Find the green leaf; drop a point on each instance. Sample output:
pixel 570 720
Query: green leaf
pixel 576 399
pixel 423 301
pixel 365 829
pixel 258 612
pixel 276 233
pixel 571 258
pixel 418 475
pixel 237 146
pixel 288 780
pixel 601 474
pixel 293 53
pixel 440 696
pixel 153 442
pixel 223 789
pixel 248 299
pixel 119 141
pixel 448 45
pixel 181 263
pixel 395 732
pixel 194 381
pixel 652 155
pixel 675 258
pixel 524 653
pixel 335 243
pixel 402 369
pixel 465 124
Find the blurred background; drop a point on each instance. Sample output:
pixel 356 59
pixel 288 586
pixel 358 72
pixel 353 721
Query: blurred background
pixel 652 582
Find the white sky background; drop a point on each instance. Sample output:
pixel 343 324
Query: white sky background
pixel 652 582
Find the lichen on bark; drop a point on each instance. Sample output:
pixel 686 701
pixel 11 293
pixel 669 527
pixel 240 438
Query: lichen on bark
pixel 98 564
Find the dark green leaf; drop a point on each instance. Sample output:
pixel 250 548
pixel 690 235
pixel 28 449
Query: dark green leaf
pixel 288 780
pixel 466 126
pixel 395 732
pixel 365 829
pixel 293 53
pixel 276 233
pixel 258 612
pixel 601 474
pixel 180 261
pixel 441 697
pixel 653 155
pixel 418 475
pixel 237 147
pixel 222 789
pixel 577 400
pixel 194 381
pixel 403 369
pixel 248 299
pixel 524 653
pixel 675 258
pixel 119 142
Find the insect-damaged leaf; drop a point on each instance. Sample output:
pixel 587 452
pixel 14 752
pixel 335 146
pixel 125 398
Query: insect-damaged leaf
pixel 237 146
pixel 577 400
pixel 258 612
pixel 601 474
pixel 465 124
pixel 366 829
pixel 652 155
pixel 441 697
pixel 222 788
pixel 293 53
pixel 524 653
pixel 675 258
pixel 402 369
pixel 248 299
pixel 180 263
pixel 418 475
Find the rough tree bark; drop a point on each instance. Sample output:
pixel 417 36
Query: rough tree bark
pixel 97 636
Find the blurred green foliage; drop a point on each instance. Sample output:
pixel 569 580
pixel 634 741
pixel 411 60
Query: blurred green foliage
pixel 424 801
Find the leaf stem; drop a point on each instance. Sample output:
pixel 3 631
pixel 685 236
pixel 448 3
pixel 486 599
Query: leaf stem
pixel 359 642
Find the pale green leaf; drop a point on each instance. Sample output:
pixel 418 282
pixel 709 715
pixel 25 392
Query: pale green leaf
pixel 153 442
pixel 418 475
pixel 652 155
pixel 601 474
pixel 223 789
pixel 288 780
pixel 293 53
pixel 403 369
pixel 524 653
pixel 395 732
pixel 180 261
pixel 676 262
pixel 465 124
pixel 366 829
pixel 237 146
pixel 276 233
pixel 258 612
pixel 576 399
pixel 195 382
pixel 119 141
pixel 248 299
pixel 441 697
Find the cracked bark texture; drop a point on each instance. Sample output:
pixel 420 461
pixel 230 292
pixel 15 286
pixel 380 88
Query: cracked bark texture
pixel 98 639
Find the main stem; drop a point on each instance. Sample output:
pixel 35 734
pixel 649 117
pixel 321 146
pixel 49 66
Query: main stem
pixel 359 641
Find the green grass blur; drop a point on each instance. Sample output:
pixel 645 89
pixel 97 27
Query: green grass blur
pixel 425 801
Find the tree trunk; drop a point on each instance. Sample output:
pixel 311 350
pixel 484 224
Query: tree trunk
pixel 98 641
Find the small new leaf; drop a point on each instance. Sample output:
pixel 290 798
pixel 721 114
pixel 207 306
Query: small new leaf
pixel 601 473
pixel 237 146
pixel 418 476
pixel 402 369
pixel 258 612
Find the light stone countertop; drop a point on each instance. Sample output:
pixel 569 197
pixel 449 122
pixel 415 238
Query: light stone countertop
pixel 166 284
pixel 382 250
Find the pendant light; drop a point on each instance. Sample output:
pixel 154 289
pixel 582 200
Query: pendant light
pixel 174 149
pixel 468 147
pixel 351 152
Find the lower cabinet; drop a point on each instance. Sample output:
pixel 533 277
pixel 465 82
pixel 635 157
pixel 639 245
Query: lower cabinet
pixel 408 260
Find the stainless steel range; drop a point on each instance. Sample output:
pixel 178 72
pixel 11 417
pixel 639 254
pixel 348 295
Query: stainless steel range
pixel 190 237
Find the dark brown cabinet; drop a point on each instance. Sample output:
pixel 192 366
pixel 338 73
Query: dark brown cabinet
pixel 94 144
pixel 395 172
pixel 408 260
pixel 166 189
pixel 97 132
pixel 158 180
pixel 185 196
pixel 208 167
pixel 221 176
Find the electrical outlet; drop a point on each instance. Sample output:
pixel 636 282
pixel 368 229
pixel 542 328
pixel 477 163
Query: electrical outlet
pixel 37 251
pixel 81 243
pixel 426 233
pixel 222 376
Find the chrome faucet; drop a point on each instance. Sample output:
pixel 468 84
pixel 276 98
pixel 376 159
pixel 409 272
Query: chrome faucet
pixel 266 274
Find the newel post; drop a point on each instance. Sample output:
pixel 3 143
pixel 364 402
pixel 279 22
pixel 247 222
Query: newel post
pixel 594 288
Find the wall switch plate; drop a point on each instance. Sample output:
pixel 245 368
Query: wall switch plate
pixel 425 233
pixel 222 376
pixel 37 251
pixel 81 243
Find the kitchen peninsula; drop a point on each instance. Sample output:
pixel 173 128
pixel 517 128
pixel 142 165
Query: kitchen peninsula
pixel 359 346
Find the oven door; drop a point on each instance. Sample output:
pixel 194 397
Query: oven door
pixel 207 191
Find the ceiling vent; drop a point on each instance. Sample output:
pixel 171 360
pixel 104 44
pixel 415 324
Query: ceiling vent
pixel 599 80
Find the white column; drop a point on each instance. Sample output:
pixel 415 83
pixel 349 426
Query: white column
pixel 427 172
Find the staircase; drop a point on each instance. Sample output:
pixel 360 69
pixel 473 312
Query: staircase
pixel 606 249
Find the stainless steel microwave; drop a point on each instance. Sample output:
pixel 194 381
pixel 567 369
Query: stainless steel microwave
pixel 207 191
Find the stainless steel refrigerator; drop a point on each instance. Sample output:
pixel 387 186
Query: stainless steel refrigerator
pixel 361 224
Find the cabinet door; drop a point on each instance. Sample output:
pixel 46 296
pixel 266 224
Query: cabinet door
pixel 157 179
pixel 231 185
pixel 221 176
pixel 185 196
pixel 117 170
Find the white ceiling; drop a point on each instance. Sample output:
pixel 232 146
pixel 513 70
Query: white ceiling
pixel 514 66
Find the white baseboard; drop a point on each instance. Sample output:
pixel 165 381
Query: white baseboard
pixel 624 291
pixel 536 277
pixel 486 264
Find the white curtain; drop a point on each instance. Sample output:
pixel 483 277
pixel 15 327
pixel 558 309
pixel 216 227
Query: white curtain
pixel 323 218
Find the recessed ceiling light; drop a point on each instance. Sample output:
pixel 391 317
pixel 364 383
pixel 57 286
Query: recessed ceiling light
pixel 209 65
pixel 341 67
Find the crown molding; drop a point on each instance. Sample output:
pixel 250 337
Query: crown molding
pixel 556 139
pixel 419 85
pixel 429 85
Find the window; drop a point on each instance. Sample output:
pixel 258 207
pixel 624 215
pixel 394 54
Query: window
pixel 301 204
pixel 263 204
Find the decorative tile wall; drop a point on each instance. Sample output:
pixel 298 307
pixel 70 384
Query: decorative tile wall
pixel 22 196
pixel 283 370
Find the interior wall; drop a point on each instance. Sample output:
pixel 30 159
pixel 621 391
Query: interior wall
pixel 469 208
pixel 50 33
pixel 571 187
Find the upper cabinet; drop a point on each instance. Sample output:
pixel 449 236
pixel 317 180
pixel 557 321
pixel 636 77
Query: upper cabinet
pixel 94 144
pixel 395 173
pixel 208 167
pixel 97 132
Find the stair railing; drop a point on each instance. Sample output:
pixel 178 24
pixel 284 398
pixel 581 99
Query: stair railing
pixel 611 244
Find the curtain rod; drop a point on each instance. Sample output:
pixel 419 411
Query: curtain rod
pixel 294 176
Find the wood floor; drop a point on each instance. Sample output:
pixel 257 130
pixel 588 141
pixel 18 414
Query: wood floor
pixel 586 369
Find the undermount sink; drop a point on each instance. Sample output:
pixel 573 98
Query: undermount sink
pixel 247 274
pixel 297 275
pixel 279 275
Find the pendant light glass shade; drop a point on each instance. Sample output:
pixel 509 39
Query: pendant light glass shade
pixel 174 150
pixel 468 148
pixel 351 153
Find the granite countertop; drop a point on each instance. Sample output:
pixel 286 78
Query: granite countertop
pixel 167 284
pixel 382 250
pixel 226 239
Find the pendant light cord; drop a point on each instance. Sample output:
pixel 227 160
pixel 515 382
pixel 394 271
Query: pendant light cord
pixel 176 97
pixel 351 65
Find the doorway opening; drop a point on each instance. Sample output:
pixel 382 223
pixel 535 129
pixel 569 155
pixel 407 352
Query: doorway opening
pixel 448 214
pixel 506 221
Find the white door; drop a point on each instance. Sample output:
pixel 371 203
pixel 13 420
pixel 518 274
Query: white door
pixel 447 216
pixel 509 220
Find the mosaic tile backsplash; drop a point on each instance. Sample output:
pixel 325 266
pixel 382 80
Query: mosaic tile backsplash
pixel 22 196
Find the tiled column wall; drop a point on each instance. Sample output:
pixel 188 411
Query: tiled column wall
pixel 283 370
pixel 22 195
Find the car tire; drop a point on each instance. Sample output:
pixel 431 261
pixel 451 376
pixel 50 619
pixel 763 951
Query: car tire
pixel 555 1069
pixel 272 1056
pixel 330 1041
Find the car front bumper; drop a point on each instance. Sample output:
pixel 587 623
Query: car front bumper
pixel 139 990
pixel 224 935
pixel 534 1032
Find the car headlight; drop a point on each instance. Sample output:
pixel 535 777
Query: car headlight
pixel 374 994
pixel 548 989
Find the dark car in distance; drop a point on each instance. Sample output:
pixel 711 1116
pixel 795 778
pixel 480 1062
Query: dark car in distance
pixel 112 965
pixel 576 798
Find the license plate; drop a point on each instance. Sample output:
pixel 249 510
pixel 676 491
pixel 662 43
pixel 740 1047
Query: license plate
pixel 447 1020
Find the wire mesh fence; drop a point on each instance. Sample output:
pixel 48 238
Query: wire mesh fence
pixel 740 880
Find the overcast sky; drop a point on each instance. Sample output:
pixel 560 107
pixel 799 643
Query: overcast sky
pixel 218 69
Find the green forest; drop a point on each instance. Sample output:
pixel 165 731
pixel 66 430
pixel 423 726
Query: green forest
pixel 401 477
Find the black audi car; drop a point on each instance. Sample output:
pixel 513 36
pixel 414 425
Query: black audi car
------
Required work: Reproduce exactly the lines from the beginning of the entries above up to and including the line that contains "pixel 343 324".

Response to the exercise:
Find the green leaf; drop a point on each instance. Sample output:
pixel 570 720
Query: green leaf
pixel 576 399
pixel 423 301
pixel 365 829
pixel 258 612
pixel 276 233
pixel 571 258
pixel 418 475
pixel 237 146
pixel 288 780
pixel 601 474
pixel 293 53
pixel 440 696
pixel 153 442
pixel 223 789
pixel 248 299
pixel 119 141
pixel 448 45
pixel 181 263
pixel 395 732
pixel 194 381
pixel 652 155
pixel 675 258
pixel 524 653
pixel 335 243
pixel 402 369
pixel 465 124
Find the blurred background; drop a point on each instance. Sample output:
pixel 356 59
pixel 288 586
pixel 358 72
pixel 353 721
Query: blurred background
pixel 652 582
Find the white sky background; drop a point on each instance. Sample output:
pixel 343 324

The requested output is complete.